RECORDS PROVIDED.
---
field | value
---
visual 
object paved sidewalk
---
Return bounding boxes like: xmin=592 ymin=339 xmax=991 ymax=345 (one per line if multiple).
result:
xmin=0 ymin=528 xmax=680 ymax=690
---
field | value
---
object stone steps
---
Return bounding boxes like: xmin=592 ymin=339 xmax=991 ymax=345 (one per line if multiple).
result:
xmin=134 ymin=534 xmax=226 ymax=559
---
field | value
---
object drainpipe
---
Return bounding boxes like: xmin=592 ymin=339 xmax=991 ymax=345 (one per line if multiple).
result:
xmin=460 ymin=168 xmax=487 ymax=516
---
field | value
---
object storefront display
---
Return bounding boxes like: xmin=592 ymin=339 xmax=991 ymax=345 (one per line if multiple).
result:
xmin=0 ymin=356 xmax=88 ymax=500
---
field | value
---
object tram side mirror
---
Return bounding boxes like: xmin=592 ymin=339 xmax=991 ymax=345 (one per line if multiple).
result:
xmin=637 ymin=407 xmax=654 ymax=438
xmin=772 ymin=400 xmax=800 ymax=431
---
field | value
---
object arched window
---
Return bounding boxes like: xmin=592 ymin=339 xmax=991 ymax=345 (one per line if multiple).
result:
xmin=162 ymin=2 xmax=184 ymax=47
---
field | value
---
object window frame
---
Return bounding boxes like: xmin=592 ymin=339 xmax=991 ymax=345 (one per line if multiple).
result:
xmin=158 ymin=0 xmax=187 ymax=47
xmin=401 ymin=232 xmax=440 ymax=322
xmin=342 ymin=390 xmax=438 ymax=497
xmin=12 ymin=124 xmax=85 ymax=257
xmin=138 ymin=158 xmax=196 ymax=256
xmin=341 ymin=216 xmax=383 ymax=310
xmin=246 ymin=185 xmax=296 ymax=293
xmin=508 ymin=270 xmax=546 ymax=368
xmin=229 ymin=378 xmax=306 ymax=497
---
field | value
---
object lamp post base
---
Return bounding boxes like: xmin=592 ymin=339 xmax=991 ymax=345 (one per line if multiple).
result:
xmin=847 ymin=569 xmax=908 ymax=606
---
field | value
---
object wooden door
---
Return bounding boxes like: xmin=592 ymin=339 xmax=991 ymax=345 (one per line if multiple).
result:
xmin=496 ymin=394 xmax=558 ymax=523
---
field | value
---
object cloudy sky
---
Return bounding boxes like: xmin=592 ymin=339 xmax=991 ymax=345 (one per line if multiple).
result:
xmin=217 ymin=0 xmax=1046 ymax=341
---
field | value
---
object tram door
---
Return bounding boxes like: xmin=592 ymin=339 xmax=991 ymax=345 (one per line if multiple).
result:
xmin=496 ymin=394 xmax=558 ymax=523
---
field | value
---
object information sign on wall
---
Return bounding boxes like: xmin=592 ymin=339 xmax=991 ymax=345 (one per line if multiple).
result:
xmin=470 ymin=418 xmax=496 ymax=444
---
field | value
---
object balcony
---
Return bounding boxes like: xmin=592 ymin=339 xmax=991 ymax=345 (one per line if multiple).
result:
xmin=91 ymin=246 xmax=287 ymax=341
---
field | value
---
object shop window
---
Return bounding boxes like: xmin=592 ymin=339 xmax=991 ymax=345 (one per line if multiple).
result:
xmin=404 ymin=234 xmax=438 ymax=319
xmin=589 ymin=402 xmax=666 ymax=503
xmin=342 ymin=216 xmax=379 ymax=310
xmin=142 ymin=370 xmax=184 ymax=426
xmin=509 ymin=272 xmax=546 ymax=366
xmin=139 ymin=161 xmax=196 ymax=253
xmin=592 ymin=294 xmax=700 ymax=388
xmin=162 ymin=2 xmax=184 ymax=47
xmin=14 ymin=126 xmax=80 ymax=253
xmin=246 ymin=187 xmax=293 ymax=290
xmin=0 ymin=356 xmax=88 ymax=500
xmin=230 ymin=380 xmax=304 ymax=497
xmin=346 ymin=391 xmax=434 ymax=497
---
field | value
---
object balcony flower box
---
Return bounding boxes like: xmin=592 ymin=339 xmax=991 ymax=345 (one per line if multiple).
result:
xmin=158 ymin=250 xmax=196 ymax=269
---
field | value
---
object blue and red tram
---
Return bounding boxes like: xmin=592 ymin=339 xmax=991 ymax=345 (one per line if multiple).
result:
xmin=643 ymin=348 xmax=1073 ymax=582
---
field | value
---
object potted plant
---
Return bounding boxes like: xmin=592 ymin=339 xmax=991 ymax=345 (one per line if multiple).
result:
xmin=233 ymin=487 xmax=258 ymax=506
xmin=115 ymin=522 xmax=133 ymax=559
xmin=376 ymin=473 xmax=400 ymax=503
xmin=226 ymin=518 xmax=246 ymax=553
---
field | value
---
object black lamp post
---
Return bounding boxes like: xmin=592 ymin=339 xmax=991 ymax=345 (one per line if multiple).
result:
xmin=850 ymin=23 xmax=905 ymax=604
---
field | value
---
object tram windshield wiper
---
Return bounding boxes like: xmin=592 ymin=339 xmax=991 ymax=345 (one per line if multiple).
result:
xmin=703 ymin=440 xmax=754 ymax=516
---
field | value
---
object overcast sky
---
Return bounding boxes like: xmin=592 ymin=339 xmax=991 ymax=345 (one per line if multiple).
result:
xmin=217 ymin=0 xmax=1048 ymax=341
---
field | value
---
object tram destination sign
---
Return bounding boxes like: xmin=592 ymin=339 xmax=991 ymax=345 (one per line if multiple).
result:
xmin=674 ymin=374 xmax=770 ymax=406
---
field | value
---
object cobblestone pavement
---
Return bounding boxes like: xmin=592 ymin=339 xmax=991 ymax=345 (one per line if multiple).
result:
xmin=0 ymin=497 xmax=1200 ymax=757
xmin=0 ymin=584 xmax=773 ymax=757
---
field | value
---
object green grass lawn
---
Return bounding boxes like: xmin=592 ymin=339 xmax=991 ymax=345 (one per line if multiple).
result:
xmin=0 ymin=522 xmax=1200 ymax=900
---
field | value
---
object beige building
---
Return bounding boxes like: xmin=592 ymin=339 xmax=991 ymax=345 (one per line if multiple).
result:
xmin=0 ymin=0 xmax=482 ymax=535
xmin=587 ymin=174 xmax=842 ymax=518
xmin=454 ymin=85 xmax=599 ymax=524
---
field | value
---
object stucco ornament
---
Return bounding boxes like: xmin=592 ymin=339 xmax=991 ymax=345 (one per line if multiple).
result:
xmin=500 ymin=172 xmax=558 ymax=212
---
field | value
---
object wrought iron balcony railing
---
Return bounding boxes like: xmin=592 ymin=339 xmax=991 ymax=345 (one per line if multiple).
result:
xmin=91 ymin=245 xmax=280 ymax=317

WHAT TO WORK ON. How many lines of the listing above contain the string "window"? Reply with the number alone.

WORKED ANSWER. 3